— Begin —

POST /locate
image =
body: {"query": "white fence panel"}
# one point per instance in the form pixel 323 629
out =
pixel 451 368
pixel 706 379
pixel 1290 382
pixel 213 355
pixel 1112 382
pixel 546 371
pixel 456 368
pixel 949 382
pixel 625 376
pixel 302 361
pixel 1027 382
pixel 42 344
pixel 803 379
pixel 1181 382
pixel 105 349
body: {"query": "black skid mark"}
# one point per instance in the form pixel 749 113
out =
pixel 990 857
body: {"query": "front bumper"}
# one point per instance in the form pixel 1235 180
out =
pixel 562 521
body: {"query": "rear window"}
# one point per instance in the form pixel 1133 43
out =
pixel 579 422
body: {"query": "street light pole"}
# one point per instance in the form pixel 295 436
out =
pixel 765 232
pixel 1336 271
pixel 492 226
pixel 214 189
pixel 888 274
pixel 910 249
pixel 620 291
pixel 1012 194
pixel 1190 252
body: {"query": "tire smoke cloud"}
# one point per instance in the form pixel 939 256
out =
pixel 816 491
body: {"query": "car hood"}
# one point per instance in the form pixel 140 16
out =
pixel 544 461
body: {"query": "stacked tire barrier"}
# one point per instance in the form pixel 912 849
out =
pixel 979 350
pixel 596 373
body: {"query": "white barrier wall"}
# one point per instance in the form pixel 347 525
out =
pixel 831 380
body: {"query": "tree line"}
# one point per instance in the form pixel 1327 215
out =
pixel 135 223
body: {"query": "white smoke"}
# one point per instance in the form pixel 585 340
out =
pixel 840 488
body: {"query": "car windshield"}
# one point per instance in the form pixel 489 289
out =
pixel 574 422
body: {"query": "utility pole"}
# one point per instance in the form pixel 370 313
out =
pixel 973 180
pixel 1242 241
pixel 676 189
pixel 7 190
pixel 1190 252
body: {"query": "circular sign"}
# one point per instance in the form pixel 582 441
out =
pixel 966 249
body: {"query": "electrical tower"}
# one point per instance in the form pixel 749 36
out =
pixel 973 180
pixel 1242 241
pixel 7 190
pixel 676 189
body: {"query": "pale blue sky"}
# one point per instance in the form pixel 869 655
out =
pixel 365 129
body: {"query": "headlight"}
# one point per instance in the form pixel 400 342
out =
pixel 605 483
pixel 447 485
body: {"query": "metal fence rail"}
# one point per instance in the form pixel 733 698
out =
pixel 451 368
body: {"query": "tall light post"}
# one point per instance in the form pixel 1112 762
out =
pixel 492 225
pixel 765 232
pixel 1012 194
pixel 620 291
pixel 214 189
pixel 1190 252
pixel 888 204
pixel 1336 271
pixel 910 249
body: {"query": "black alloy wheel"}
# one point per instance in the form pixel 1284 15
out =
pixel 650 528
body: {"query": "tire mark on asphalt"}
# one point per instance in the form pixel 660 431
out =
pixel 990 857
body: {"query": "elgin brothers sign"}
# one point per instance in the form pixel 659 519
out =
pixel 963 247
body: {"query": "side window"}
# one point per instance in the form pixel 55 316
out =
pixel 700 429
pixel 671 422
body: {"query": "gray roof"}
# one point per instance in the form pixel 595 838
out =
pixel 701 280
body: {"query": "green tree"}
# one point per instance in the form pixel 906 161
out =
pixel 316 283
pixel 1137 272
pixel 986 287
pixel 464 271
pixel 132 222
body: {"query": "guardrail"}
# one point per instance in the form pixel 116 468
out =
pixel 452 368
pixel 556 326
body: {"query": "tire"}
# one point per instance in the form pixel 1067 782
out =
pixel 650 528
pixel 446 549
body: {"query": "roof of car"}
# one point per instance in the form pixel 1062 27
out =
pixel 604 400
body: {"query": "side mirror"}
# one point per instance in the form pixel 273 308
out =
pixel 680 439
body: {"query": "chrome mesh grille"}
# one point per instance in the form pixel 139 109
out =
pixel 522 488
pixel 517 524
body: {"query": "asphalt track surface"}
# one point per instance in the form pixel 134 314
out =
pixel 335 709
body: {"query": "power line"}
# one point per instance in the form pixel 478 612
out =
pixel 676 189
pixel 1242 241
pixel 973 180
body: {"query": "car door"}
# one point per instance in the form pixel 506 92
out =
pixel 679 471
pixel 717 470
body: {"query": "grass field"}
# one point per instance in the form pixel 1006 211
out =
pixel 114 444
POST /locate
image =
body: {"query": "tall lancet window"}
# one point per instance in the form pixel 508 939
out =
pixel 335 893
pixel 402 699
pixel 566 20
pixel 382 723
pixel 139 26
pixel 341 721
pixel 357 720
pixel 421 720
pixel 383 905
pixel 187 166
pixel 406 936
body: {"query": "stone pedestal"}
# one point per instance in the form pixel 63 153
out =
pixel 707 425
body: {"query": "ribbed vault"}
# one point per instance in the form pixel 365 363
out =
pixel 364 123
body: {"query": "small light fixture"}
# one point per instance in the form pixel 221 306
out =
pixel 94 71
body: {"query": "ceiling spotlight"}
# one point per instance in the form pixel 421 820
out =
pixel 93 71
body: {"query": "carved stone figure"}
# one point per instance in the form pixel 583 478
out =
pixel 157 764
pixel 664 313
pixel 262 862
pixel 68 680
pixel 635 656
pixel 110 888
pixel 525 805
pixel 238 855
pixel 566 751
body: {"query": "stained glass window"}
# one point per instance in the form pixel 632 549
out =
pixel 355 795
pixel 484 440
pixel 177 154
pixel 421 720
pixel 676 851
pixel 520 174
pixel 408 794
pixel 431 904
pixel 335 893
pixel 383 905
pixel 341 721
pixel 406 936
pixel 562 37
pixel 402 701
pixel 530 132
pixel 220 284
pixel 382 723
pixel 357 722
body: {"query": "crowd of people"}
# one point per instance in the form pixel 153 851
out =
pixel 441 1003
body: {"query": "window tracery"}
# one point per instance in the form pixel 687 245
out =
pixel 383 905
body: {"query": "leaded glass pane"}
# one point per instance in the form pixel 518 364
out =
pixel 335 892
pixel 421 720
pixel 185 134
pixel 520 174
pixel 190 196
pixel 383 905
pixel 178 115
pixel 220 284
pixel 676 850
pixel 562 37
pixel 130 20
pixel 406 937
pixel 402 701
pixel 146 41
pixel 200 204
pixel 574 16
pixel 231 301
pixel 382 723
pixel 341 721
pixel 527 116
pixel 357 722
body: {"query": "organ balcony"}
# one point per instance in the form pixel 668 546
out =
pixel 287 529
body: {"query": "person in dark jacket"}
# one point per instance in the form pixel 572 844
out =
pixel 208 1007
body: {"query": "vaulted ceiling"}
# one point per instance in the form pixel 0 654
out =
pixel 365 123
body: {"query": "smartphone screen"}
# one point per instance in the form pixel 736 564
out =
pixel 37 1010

— End —

[Problem details]: Put every line from the first one above through the line containing "pixel 562 521" into a JSON list of strings, one string per line, leaving out blank lines.

[Solution to the exercise]:
[
  "POST /locate",
  "image =",
  "body: {\"query\": \"white fence panel\"}",
  "# one point per instance in the form pixel 323 629",
  "out =",
  "pixel 451 368",
  "pixel 706 379",
  "pixel 1290 382",
  "pixel 213 355",
  "pixel 1112 382",
  "pixel 546 371",
  "pixel 456 368",
  "pixel 949 382",
  "pixel 625 376",
  "pixel 302 361",
  "pixel 1027 382",
  "pixel 42 344",
  "pixel 803 379",
  "pixel 1181 382",
  "pixel 105 349",
  "body: {\"query\": \"black skid mark\"}",
  "# one point per instance in the form pixel 749 113",
  "out =",
  "pixel 990 857",
  "body: {\"query\": \"front bumper\"}",
  "# one point per instance in the form pixel 1235 180",
  "out =",
  "pixel 562 521"
]